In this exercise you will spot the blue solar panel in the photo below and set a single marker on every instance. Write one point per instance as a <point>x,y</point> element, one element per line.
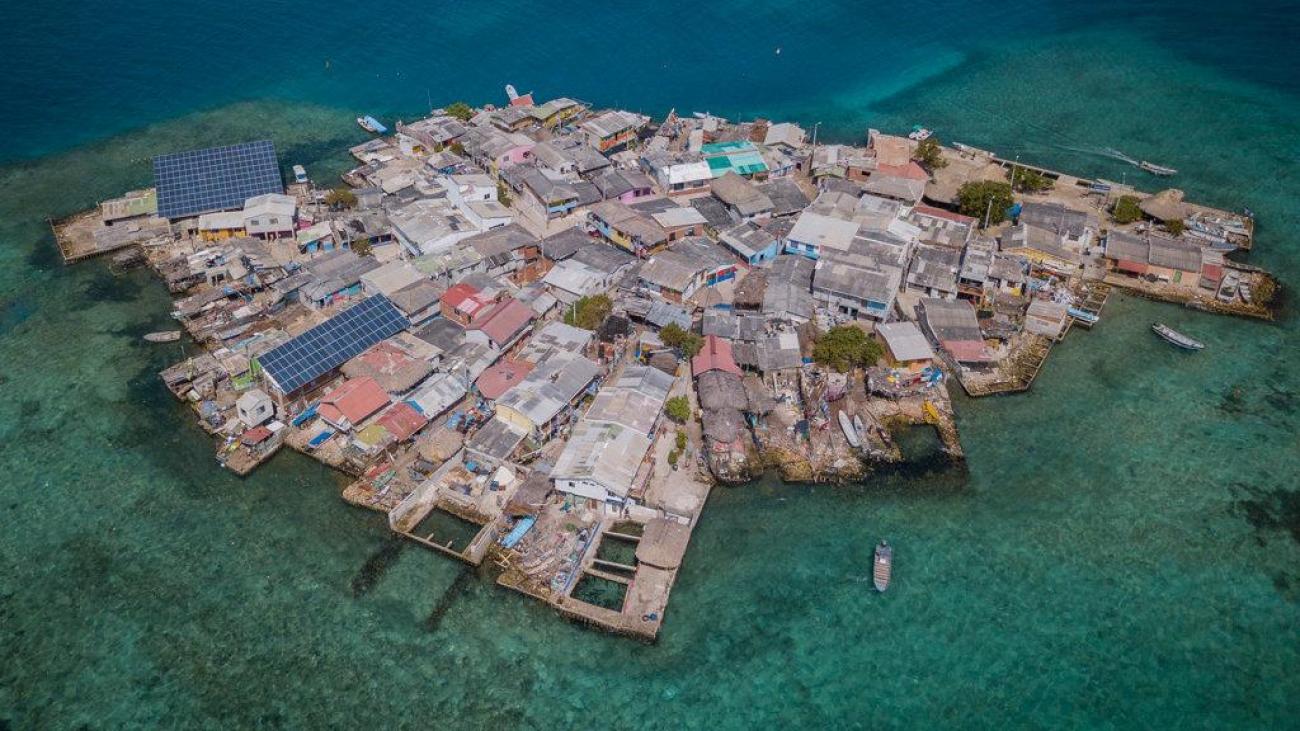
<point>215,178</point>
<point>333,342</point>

____________________

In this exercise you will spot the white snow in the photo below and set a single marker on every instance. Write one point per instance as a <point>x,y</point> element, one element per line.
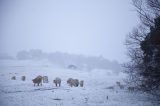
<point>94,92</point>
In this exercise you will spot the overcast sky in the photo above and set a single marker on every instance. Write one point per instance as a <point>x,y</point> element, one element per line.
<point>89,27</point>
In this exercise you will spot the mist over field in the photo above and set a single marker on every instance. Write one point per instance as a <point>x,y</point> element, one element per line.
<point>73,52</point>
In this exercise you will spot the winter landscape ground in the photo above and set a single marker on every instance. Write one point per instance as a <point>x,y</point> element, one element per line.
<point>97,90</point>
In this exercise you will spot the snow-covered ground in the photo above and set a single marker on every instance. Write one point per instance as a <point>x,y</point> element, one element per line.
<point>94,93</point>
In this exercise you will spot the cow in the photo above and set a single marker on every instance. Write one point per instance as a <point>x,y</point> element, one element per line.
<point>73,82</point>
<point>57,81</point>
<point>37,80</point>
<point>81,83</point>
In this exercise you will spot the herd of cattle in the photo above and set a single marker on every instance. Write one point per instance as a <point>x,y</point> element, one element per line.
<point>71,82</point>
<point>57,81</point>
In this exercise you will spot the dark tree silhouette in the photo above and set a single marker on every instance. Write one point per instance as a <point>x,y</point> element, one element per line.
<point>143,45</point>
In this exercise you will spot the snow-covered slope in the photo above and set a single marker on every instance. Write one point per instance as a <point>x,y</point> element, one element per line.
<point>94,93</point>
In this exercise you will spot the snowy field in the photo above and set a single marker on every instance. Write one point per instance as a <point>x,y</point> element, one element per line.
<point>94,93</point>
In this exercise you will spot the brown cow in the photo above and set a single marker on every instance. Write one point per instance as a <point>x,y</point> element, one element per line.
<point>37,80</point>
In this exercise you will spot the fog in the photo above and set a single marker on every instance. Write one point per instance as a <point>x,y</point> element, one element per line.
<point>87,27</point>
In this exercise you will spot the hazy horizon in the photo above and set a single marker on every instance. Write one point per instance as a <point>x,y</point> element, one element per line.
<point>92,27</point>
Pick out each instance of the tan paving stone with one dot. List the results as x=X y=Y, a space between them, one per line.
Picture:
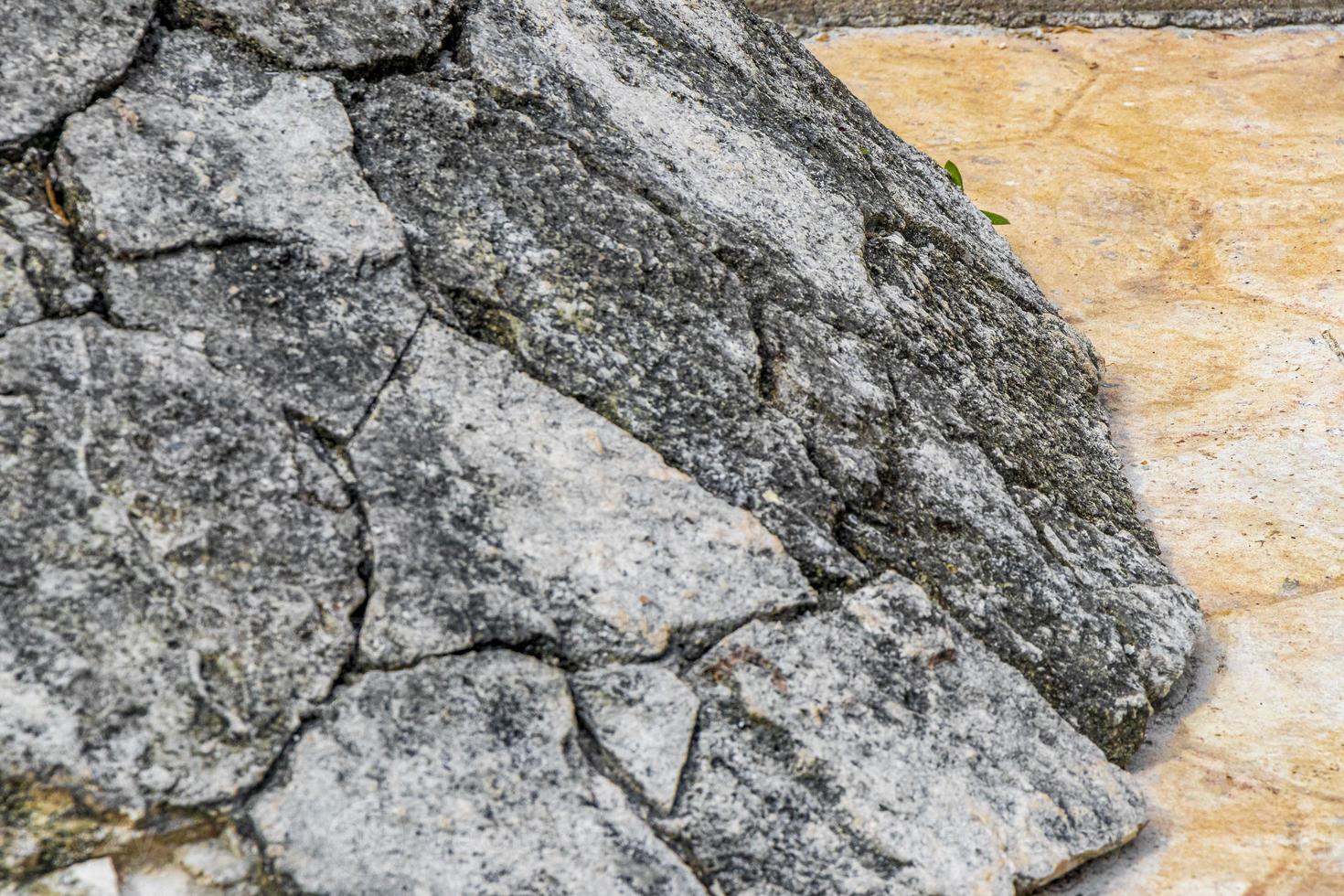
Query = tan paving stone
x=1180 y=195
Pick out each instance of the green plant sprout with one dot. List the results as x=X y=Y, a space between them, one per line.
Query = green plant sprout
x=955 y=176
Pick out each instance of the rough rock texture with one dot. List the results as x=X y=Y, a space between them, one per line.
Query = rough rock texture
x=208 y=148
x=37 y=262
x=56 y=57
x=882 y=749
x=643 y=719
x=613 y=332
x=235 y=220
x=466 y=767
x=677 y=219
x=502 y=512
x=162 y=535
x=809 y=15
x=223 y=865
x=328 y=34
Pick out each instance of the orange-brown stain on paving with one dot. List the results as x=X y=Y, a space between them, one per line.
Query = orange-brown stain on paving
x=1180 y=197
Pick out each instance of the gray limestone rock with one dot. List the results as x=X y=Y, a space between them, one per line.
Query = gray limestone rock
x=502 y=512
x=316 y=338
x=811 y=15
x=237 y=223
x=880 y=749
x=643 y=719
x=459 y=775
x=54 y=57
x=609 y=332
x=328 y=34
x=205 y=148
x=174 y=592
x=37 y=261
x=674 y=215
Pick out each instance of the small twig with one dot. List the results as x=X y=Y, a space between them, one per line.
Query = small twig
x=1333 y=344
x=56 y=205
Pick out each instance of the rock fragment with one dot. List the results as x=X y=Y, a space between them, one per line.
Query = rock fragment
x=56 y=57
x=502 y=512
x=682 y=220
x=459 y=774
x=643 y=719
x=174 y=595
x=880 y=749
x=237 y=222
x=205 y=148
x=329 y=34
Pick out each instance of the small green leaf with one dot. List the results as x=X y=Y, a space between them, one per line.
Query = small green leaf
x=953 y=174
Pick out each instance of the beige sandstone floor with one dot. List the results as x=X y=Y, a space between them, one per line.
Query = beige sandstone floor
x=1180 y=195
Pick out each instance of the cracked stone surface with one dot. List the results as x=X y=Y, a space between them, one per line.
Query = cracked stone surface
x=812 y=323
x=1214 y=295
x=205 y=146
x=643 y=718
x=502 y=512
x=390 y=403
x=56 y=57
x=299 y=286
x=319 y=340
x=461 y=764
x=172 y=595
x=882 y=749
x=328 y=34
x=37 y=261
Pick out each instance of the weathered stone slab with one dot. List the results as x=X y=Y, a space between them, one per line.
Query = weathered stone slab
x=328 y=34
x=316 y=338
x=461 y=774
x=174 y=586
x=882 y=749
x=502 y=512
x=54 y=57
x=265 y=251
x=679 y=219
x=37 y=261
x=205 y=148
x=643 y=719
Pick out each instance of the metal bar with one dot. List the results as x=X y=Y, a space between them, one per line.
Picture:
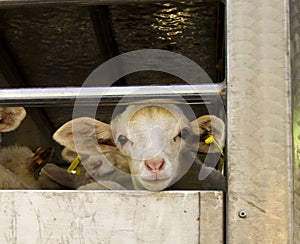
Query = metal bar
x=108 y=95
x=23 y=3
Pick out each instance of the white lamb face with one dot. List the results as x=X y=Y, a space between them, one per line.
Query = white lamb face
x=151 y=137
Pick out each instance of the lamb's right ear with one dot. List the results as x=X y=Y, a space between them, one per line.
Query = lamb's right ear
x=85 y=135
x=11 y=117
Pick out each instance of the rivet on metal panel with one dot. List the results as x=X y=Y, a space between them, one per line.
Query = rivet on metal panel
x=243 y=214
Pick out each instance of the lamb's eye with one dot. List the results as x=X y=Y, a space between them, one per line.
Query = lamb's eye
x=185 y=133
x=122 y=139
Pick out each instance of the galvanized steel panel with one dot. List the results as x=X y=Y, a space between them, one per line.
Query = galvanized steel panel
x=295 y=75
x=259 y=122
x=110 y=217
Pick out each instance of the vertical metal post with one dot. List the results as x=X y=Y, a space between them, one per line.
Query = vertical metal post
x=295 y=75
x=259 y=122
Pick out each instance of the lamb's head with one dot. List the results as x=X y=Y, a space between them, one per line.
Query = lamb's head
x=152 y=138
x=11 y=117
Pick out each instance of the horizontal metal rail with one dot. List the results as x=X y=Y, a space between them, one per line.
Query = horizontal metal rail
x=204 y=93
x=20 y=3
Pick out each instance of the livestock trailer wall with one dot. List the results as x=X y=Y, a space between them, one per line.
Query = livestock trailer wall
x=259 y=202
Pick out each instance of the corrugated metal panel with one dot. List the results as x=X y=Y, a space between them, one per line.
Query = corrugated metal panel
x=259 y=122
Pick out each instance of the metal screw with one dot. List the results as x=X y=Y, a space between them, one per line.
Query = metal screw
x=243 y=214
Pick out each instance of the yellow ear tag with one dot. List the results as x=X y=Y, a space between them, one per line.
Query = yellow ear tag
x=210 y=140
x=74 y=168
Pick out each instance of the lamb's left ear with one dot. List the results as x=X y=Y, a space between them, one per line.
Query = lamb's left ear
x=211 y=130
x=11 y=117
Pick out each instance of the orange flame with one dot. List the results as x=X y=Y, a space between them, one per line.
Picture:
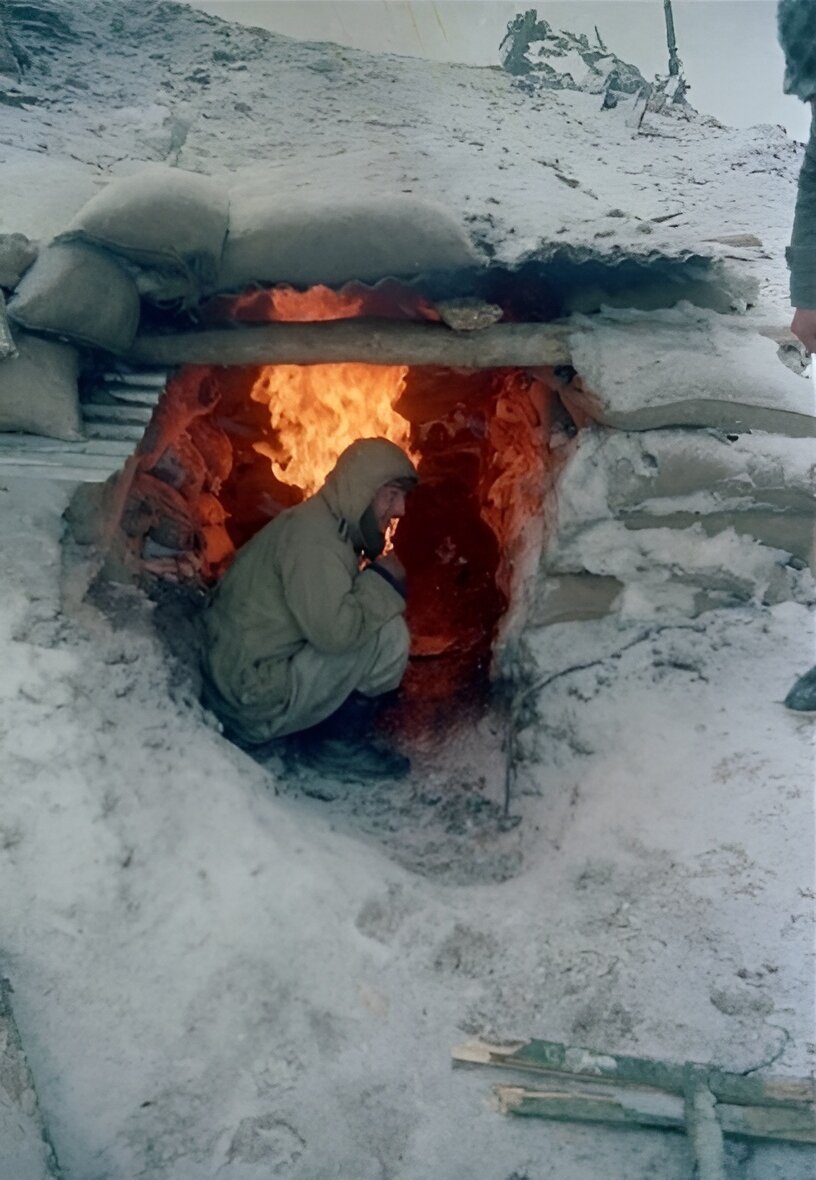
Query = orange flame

____________________

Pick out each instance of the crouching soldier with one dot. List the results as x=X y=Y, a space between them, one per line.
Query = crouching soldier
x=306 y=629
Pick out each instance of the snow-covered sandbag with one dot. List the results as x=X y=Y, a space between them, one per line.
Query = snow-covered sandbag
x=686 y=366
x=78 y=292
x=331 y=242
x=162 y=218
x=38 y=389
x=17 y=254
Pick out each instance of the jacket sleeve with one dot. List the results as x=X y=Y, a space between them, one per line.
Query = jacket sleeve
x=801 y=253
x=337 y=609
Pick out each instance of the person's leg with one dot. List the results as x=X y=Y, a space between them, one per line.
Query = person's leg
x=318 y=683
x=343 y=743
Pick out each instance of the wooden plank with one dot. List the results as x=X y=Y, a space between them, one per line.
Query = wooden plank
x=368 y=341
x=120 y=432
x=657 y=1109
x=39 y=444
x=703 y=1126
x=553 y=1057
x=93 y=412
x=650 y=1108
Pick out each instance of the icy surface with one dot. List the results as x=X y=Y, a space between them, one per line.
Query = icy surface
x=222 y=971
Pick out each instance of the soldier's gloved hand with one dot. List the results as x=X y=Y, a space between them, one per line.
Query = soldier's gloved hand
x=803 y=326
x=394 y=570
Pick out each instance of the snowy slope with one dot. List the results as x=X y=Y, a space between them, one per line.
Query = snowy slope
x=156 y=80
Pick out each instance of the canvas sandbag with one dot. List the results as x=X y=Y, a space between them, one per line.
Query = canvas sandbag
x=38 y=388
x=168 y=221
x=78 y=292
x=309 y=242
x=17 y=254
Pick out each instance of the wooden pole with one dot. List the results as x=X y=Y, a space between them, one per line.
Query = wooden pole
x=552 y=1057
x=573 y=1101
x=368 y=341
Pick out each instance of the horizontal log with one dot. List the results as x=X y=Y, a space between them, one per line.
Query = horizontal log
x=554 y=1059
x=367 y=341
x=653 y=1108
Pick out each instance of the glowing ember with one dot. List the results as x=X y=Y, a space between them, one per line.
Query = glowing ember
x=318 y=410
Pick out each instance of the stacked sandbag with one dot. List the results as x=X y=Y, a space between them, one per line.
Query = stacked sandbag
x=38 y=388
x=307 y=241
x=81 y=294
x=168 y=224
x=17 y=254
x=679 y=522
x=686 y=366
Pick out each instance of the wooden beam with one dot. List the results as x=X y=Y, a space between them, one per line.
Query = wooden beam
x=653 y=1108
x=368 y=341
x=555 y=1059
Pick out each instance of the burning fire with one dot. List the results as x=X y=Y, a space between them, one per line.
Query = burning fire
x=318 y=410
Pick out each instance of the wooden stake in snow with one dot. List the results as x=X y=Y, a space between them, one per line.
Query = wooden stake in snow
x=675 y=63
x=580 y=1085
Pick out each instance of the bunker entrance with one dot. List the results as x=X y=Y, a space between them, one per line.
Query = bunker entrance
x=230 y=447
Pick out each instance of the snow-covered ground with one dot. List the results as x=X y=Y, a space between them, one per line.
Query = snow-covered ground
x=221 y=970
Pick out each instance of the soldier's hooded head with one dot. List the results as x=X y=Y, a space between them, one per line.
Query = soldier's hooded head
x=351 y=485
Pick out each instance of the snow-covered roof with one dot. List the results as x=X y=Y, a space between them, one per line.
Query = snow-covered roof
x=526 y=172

____________________

Change "solar panel" to "wind turbine" in the entries from the line with "In this exercise you will spot the blue" through the line with "<point>333,342</point>", and give those lines again with nothing else altered. Leave the pictures out.

In this exercise you will spot the blue wind turbine in the photo below and set a single marker on every instance. Write one point per instance as a <point>x,y</point> element, one element per line.
<point>215,178</point>
<point>333,342</point>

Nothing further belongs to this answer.